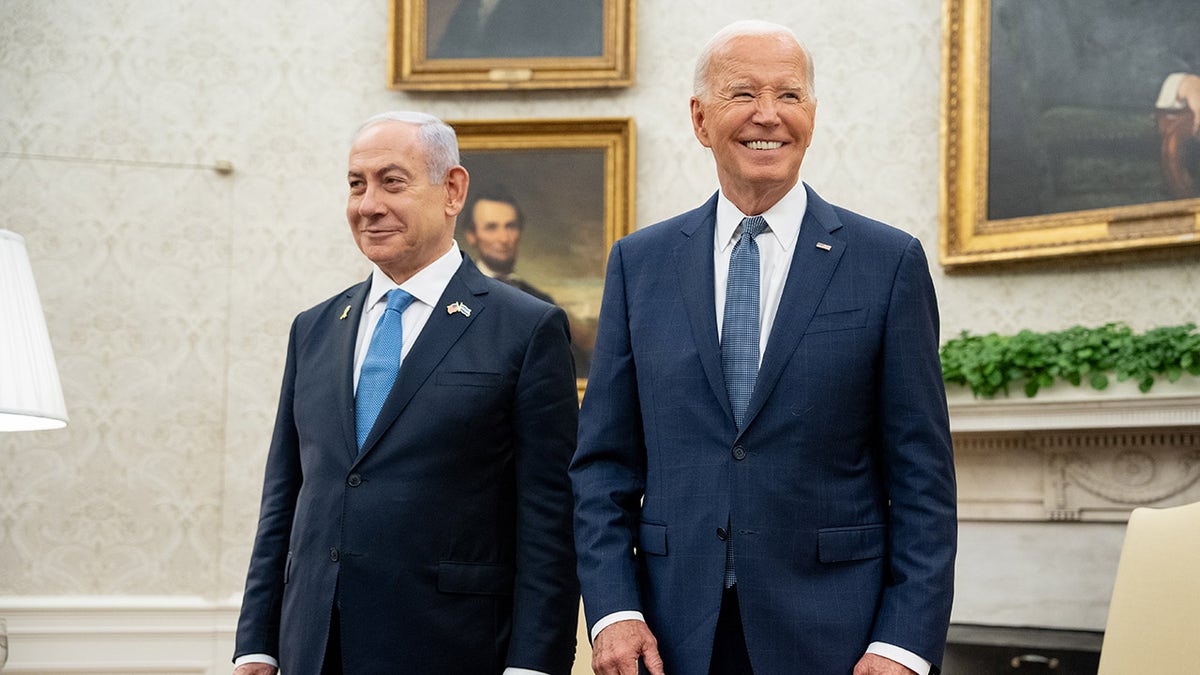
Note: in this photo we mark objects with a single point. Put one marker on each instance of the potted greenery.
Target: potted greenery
(990, 364)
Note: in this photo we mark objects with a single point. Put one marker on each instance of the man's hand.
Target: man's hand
(1189, 95)
(255, 669)
(617, 649)
(875, 664)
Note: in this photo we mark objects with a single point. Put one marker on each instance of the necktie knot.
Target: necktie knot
(753, 226)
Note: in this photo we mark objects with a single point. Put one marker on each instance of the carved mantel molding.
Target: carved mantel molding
(1075, 453)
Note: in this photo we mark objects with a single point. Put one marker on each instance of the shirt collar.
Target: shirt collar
(426, 286)
(784, 219)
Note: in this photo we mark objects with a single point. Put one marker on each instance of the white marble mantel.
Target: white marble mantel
(1079, 407)
(1074, 453)
(1045, 487)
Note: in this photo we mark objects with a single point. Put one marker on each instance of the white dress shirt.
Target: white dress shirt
(777, 244)
(426, 287)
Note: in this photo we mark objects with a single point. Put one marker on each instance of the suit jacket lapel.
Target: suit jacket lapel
(442, 330)
(808, 278)
(349, 315)
(694, 263)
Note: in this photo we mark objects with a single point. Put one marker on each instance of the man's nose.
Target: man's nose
(369, 204)
(766, 109)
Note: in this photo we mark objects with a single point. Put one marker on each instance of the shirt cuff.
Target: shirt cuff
(1169, 95)
(255, 658)
(901, 656)
(631, 615)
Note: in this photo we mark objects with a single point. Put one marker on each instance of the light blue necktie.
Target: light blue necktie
(739, 340)
(381, 365)
(739, 328)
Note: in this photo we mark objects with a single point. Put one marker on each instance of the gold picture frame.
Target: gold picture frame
(1006, 197)
(444, 45)
(571, 185)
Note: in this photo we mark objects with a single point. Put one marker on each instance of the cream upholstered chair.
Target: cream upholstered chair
(1155, 616)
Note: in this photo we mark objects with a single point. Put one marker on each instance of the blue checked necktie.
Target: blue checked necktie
(739, 328)
(739, 340)
(381, 365)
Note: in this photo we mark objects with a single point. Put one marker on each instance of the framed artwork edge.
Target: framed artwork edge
(616, 136)
(409, 69)
(967, 238)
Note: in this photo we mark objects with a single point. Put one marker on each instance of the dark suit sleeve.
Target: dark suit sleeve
(919, 469)
(258, 626)
(609, 470)
(546, 592)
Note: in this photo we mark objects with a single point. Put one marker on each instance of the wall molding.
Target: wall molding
(119, 634)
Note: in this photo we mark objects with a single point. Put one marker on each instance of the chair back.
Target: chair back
(1153, 622)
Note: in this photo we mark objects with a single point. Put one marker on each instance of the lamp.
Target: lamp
(30, 393)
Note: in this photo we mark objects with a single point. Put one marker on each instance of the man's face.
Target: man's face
(400, 219)
(495, 234)
(757, 118)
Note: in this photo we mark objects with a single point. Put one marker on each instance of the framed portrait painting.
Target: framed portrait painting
(469, 45)
(1067, 129)
(546, 201)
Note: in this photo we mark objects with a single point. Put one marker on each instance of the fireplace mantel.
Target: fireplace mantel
(1074, 453)
(1045, 487)
(1062, 407)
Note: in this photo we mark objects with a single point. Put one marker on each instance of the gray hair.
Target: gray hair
(437, 138)
(741, 29)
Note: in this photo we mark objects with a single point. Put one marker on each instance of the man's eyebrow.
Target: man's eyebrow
(382, 171)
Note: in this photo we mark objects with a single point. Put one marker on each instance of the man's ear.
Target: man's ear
(697, 123)
(456, 183)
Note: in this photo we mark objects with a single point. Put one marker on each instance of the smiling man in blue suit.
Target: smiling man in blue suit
(417, 521)
(765, 478)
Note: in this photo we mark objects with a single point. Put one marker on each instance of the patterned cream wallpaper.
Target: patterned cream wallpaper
(169, 288)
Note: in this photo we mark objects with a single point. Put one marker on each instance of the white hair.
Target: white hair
(437, 138)
(741, 29)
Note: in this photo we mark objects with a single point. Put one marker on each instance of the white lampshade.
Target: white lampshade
(30, 393)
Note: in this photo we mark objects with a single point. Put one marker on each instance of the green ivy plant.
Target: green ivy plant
(989, 364)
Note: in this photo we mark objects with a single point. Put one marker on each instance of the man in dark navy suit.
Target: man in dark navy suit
(765, 479)
(433, 535)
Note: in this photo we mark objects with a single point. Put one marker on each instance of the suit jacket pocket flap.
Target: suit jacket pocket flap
(466, 378)
(843, 320)
(844, 544)
(480, 578)
(652, 538)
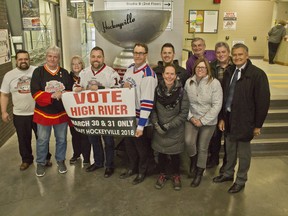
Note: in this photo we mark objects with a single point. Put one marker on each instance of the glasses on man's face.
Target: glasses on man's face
(139, 53)
(200, 68)
(77, 63)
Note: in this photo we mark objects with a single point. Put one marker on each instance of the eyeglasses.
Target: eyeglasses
(140, 53)
(76, 63)
(201, 68)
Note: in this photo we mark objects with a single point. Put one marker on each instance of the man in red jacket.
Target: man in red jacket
(48, 83)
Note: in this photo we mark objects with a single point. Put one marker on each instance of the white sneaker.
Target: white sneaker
(61, 167)
(40, 170)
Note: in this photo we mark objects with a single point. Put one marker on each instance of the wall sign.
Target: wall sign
(203, 21)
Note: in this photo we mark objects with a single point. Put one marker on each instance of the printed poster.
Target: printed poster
(229, 20)
(102, 112)
(30, 14)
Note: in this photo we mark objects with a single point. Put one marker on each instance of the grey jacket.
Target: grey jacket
(172, 142)
(205, 99)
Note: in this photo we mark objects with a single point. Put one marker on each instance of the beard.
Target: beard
(23, 66)
(98, 66)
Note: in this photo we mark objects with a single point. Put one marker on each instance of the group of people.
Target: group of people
(186, 110)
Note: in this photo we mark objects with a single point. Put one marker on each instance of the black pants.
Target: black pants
(137, 149)
(168, 163)
(80, 144)
(24, 126)
(273, 47)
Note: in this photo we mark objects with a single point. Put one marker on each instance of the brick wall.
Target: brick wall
(6, 130)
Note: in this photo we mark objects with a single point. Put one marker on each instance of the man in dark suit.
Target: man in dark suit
(245, 107)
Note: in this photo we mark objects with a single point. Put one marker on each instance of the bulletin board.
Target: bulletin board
(203, 21)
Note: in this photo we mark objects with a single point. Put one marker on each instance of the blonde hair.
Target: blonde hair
(54, 49)
(282, 22)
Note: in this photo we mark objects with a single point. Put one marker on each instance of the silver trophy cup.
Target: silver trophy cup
(124, 28)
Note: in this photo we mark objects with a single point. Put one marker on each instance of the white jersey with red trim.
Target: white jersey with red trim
(144, 80)
(105, 77)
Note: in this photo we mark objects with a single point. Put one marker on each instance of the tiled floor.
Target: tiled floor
(80, 193)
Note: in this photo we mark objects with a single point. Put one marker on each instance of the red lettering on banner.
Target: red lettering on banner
(112, 110)
(93, 97)
(104, 96)
(116, 96)
(81, 99)
(85, 110)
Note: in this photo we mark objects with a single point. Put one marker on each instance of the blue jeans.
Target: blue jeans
(98, 150)
(42, 144)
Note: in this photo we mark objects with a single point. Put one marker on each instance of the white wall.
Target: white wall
(175, 36)
(71, 36)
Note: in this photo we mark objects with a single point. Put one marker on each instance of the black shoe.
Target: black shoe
(127, 174)
(236, 188)
(139, 178)
(93, 167)
(222, 169)
(48, 163)
(108, 172)
(212, 163)
(74, 159)
(222, 178)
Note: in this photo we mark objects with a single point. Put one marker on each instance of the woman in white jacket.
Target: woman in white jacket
(205, 97)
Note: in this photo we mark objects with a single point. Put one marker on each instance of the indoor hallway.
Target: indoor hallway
(80, 193)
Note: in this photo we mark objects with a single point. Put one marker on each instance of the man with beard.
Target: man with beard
(99, 76)
(17, 82)
(140, 76)
(167, 55)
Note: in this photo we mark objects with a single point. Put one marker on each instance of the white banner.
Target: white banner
(102, 112)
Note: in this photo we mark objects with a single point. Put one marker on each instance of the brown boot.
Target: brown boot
(192, 168)
(197, 179)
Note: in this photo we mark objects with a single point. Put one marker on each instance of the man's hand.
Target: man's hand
(5, 117)
(257, 131)
(57, 95)
(139, 133)
(221, 125)
(196, 122)
(93, 87)
(77, 89)
(127, 85)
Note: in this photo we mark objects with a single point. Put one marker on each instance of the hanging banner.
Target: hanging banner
(5, 53)
(30, 14)
(203, 21)
(229, 20)
(102, 112)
----------
**Work instructions:** Render the lines from the one containing "in white jacket." through the last line of the items as a numbered list, omitting any blank lines.

**Full solution:**
1. Note: in this photo we mark objects with a single point. Put one marker on each instance of the woman in white jacket.
2. Target: woman in white jacket
3. (205, 97)
4. Note: in this photo we mark objects with a single point. Put one marker on each instance of the indoor hallway.
5. Target: indoor hallway
6. (80, 193)
7. Note: in this photo we mark objects with a single point. Put one marker on each instance of the man with beard.
8. Target: man with beard
9. (99, 76)
10. (17, 82)
11. (140, 76)
12. (167, 55)
13. Note: in this photo we mark objects with a single point. Put one marker on each instance of the white banner.
14. Target: white banner
15. (102, 112)
16. Note: in this photo we mark objects with a single point. Put one marker on each instance of the brown boot.
17. Target: brown boot
18. (192, 168)
19. (197, 179)
20. Note: in this photo we mark objects with a single point. Put one marker on each instance of the man's hand.
21. Target: man's hand
22. (5, 117)
23. (257, 131)
24. (57, 95)
25. (139, 133)
26. (221, 125)
27. (196, 122)
28. (93, 87)
29. (77, 89)
30. (127, 85)
31. Note: in this photo we mark objects with a single point. Put one marker on each instance of the hanging banner.
32. Target: hanging banner
33. (5, 53)
34. (30, 14)
35. (203, 21)
36. (229, 20)
37. (102, 112)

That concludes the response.